:: EXTRAIT DE LA SOURCE ::

Voici une liste de joueurs qui correspondent aux besoins du Canadien. Ils sont classés de A à E, selon la probabilité qu’ils portent le chandail bleu-blanc-rouge la saison prochaine. 

Un joueur autonome avec restriction (E)

Un groupe talentueux, qui comprend plusieurs vedettes de rivaux directs du Canadien : Mitchell Marner (Toronto), Sebastian Aho (Caroline), Charlie McAvoy (Boston), Zach Werenski (Columbus). Les partisans du Canadien adorent cette idée. Moi ? Pas du tout. La compensation se compte en choix de premier tour. Dont celui de l’an prochain. Je souligne que le repêchage de 2020 aura lieu au Centre Bell. Que le Canadien, s’il est exclu des séries, aurait une mince chance de sélectionner Alexis Lafrenière en remportant la loterie. Imaginez maintenant un scénario dans lequel Marc Bergevin embauche Marner, que le club ne participe pas aux séries, que les Maple Leafs remportent la loterie et repêchent Lafrenière.

Il y aurait une émeute.

Ça n’arrivera pas. 

Ryan Murray (D)

Un rare défenseur gaucher disponible sur le marché des transactions. Mais avec un seul but la saison dernière – et 13 en 320 matchs dans la LNH –, est-il vraiment supérieur à Victor Mete ? 

Jake Gardiner (C)

Un défenseur gaucher qui peut disputer 21 minutes par match et générer de l’attaque. Parfait pour le Canadien ? Oui. Sauf que c’est pas mal le seul bon défenseur gaucher parmi les joueurs autonomes. La demande excède largement l’offre. Gros potentiel de surenchère.  

Artemi Panarin (C)

:::

▸ CONSIGNES:
A - D'après l'extrait, pourquoi Jake Gardiner présente-t-il un gros potentiel de surenchère ? Répondez en une à trois phrases.
B - Selon l'extrait, où aura lieu le repêchage de 2020 ?
C - Recopiez, s'il vous plaît, tout le passage de l'extrait depuis « Jake Gardiner (C) » jusqu'à « potentiel de surenchère. ».

:: ENREGISTREMENTS ARCHIVÉS ::

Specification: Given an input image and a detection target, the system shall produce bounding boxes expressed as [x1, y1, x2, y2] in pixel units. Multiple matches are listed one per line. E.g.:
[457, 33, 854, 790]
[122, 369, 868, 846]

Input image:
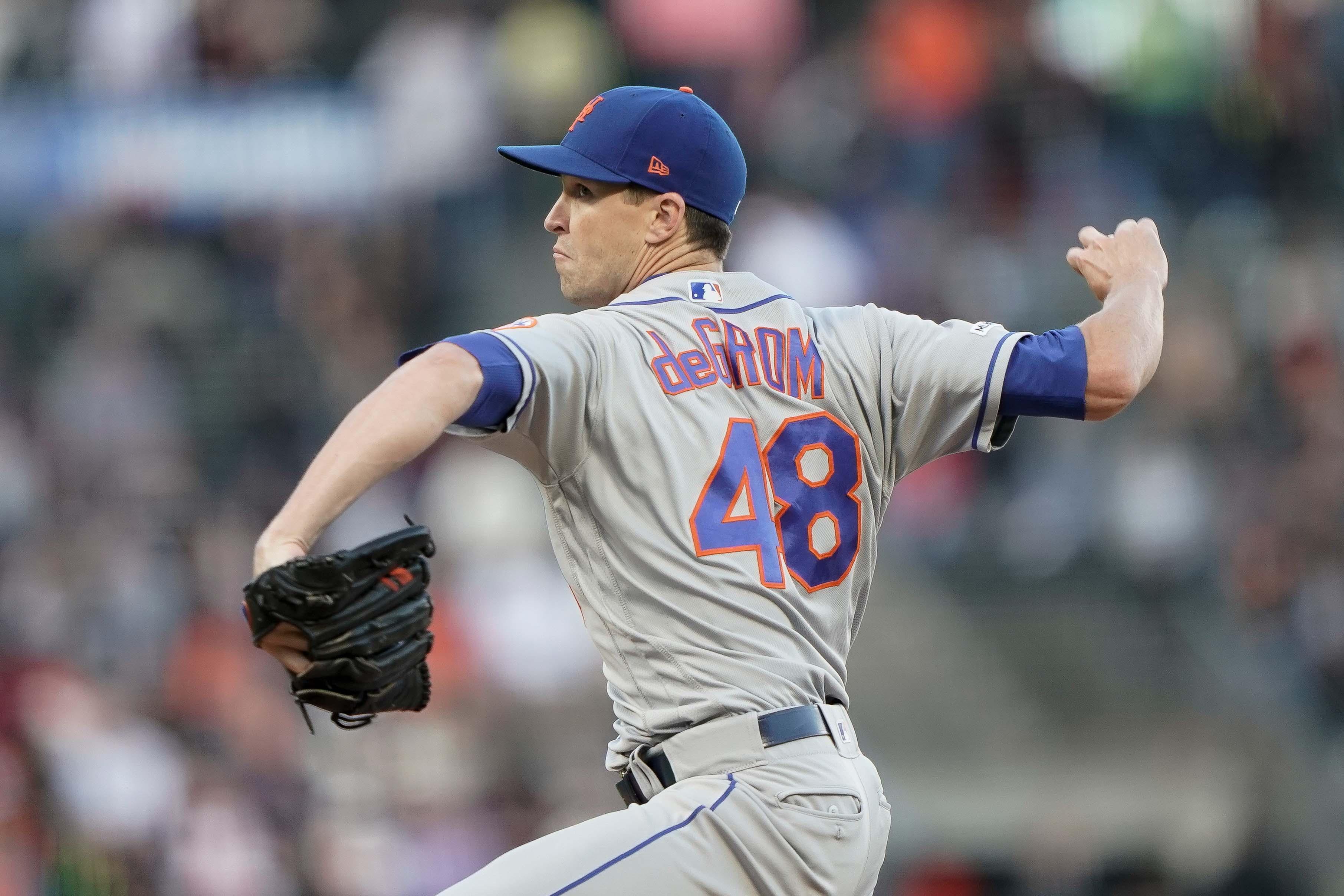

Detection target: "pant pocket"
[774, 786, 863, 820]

:::
:: ENREGISTREMENTS ARCHIVÉS ::

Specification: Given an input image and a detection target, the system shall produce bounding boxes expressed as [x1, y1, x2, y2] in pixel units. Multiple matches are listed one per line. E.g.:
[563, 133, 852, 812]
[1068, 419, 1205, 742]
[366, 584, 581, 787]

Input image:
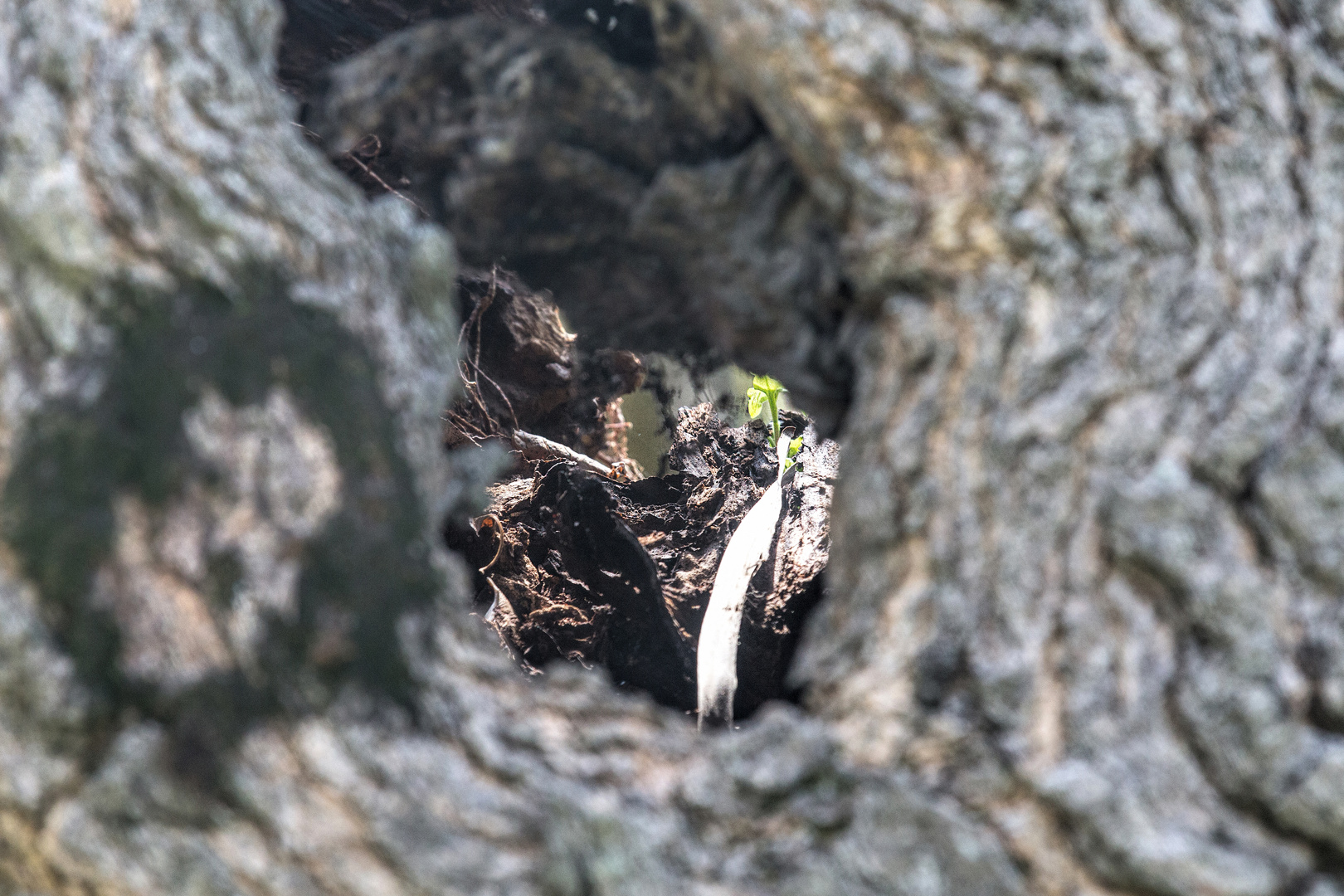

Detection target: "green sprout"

:::
:: ENREGISTREMENTS ARCHIVÉS ::

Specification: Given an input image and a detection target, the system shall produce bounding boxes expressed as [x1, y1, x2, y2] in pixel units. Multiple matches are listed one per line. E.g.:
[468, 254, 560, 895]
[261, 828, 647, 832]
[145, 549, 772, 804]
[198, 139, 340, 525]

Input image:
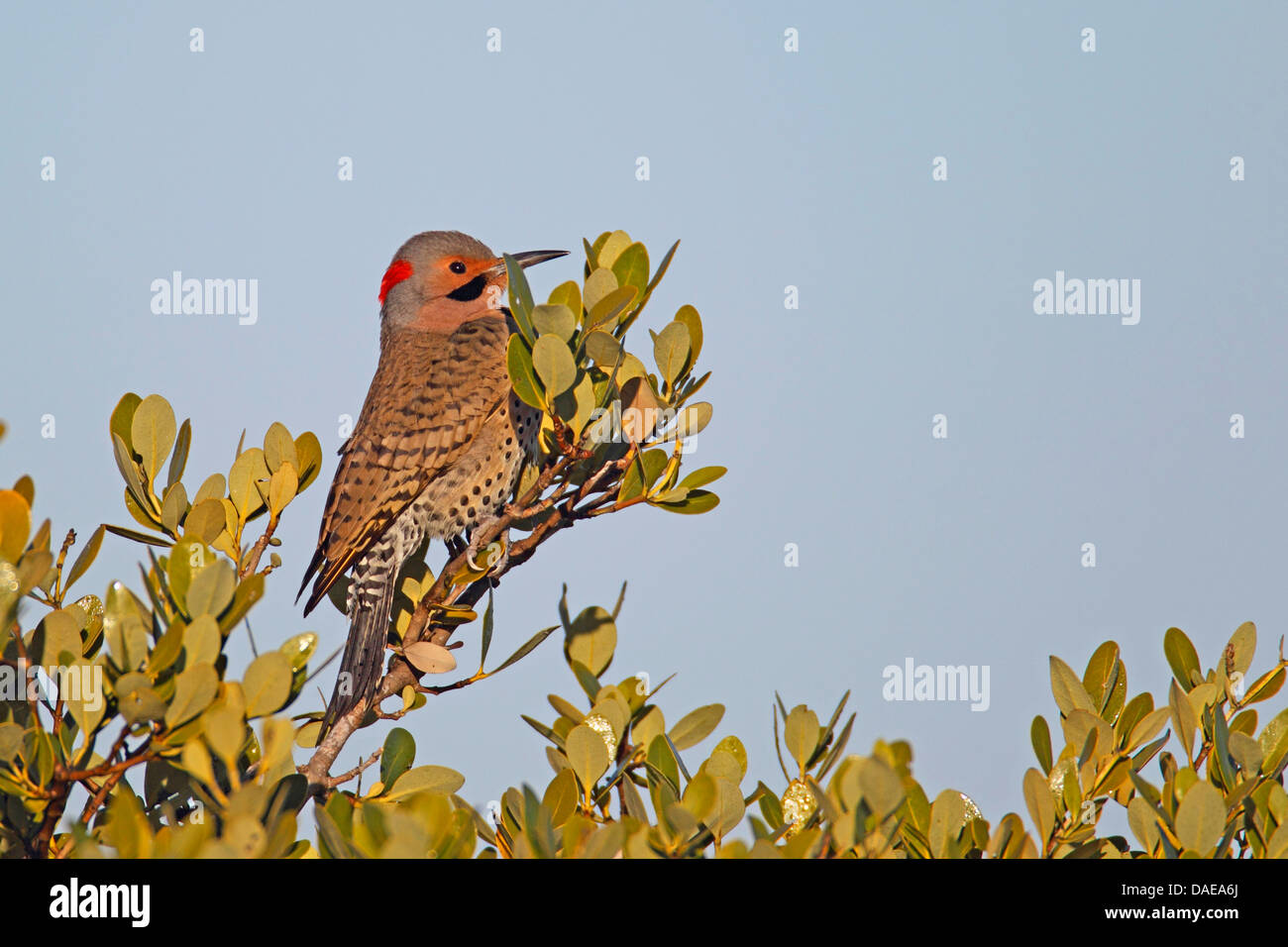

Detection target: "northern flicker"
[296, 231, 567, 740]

:::

▸ RÉPONSES PAR CONSIGNE:
A - Il est à peu près le seul bon défenseur gaucher parmi les joueurs autonomes. La demande dépasse donc largement l'offre.

B - Au Centre Bell.

C -
Jake Gardiner (C)

Un défenseur gaucher qui peut disputer 21 minutes par match et générer de l’attaque. Parfait pour le Canadien ? Oui. Sauf que c’est pas mal le seul bon défenseur gaucher parmi les joueurs autonomes. La demande excède largement l’offre. Gros potentiel de surenchère.